#### EXCERPT PROVIDED
# Barcelona Ring Road (AP7) Attempt to Make Us Stop



## thegreatpan (Oct 29, 2007)

On Saturday, whilst driving south on the AP7 near the Barcelona airport exit, an unmarked car with what looked like two policemen tried to flag us down.

SWMBO followed the advice stated on this site and got the phone out, the car pulled into the hard shoulder on the sliproad to the exit with it's hazards on, as I changed lanes to stay on the AP7, no attempt was made to follow us.


----------



## bktayken (Oct 11, 2008)

Well done
Obviously getting the phone out didnt effect them ,just shows how hard faced they are as most of the junctions round Barcelona have cameras.

Motto :- never stop if they want you they will come after you with sirens and lights blarring.

Brian


----------



## rosalan (Aug 24, 2009)

Well done!
A camera is another weapon as is passing on the number plate to the police.
I am truly amazed that these thieving sc*mbags are still active in this area. The same activities were being reported 20 years ago, giant signs warning travellers not to stop in lay-bys which are well maintained seem to be no deterrent. I have yet to hear of the police having any success in quelling this activity, or am I wrong on this point. :x 
Alan


----------



## bktayken (Oct 11, 2008)

*Attempted to make us stop*

They do get them Alan see below unfortunetly there is always somebody to take there place.
Just ordered a dash cam that may put them off if its high vis. Actually getting it more for fun than anything else.

http://www.thereader.es/spain-news-stories/7043-Highway-gang-targeted-foreign-tourists-on-AP-7.html

Brian


----------



## thegreatpan (Oct 29, 2007)

dash cam that's what I need, by the time we got the camera out, the car was to far away for the number plate to show clearly.


----------



## ovalball (Sep 10, 2008)
########
#### EXCERPTED DATA
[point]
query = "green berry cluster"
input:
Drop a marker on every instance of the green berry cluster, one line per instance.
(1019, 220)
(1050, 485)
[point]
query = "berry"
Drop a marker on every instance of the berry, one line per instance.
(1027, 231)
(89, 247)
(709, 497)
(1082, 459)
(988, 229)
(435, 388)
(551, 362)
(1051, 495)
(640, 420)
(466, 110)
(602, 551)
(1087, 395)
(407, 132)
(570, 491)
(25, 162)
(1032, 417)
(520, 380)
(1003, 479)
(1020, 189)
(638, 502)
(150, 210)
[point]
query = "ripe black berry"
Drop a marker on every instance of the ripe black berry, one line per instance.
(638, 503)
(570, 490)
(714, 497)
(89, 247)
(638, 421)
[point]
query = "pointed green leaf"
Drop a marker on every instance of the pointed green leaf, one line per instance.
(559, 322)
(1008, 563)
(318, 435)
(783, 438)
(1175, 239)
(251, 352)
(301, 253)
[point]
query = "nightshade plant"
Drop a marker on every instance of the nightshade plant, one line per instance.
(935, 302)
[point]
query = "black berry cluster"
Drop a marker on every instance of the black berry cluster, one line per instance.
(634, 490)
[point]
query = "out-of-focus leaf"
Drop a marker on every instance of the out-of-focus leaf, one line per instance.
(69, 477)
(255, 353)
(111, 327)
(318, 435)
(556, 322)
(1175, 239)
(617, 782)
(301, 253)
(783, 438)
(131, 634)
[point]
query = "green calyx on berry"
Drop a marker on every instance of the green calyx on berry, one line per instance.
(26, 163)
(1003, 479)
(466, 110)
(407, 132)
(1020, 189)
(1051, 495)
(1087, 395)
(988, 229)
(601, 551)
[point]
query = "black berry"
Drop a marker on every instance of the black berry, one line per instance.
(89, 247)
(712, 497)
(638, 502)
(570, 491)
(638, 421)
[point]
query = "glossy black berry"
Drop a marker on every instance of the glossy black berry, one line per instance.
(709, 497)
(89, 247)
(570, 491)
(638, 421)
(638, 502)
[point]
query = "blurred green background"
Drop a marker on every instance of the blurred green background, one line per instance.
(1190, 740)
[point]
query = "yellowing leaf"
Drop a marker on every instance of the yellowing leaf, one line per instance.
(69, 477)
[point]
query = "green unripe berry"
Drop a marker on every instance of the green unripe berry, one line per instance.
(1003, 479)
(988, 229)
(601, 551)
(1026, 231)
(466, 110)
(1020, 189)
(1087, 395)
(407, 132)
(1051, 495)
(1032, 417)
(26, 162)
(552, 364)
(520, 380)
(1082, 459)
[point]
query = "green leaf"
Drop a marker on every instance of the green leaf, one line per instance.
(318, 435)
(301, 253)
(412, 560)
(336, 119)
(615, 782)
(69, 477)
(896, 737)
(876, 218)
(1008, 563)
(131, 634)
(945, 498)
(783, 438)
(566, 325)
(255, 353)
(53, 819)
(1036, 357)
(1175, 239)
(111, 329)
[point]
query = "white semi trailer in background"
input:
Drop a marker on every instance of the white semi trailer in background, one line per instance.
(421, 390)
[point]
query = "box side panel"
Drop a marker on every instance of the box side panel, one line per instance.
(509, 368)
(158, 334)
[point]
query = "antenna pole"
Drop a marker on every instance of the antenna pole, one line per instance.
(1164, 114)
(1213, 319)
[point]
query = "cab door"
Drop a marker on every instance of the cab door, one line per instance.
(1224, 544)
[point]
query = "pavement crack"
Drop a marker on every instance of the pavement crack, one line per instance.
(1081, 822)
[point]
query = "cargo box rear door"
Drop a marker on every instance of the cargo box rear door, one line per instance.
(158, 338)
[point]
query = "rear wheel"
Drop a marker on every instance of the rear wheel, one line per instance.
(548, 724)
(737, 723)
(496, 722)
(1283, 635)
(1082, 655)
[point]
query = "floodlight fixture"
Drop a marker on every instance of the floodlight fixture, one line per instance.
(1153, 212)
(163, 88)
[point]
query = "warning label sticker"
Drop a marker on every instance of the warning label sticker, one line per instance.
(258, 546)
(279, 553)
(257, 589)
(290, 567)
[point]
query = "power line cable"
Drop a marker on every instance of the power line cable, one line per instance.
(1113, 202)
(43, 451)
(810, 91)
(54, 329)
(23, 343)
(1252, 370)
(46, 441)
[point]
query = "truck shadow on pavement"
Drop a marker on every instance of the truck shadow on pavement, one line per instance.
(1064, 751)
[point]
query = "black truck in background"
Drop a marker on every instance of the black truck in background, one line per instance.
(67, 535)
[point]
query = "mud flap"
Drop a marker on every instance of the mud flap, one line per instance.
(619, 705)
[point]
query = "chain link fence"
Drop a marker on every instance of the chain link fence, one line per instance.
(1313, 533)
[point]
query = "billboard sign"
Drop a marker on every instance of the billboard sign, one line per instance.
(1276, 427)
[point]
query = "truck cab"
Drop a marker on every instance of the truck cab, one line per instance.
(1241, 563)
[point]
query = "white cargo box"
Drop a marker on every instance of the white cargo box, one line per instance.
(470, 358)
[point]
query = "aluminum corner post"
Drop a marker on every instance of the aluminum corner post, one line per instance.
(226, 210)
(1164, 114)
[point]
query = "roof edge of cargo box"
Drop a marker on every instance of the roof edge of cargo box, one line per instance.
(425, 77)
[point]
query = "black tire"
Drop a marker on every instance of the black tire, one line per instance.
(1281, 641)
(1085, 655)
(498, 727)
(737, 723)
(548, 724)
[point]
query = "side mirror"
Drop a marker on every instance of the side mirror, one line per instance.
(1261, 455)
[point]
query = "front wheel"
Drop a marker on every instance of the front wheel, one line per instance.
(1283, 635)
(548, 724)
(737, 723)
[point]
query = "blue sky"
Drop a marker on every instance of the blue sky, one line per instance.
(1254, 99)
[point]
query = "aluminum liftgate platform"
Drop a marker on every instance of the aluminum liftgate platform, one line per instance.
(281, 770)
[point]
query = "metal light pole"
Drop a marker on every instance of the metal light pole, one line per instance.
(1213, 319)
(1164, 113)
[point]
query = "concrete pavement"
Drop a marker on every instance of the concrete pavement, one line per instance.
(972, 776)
########
OBJECTIVE 1
In the forum thread about the AP7 stop attempt, shorten the paragraph beginning "I am truly amazed" while keeping its main facts.
OBJECTIVE 2
Write the next part of the forum thread about the AP7 stop attempt, beginning with the post under its last header.

EXERCISE ANSWER 1
I'm amazed these thieves are still active here. The same activity was reported 20 years ago, and giant signs warning travelers not to stop in the well-kept lay-bys don't seem to deter them. I haven't heard of any police success against them. Am I wrong?

EXERCISE ANSWER 2
*Re: Attempted to make us stop*



bktayken said:


> They do get them Alan see below unfortunetly there is always somebody to take there place.
> Just ordered a dash cam that may put them off if its high vis. Actually getting it more for fun than anything else.
> 
> http://www.thereader.es/spain-news-stories/7043-Highway-gang-targeted-foreign-tourists-on-AP-7.html
> ...


Can you give further details regarding the dash cam please?


----------



## bktayken (Oct 11, 2008)

*Barcelona ring road attempted to make us stop*

Ordered the dash cam here (see below) not arrived yet usually takes a couple of weeks to get here ...had items from China before no worries on delivery ..there are better ones out there but at this price its worth a try.

http://www.ebay.co.uk/itm/250876011966?ssPageName=STRK:MEWNX:IT&_trksid=p3984.m1439.l2649

Brian


----------



## SilverF1 (Feb 27, 2009)

Glad it worked out for you, TGPan.

You might also consider this cheapo camera from 7dayshop in Jersey:

Camera

It's a bit clunky to set up but it takes pretty good video with audio. At the price, it's not bad.


----------



## teemyob (Nov 22, 2005)

*More*

The Police in Spain should be doing more.

I think "mañana" is the operative word. Far too busy chasing Motorhomes with toads!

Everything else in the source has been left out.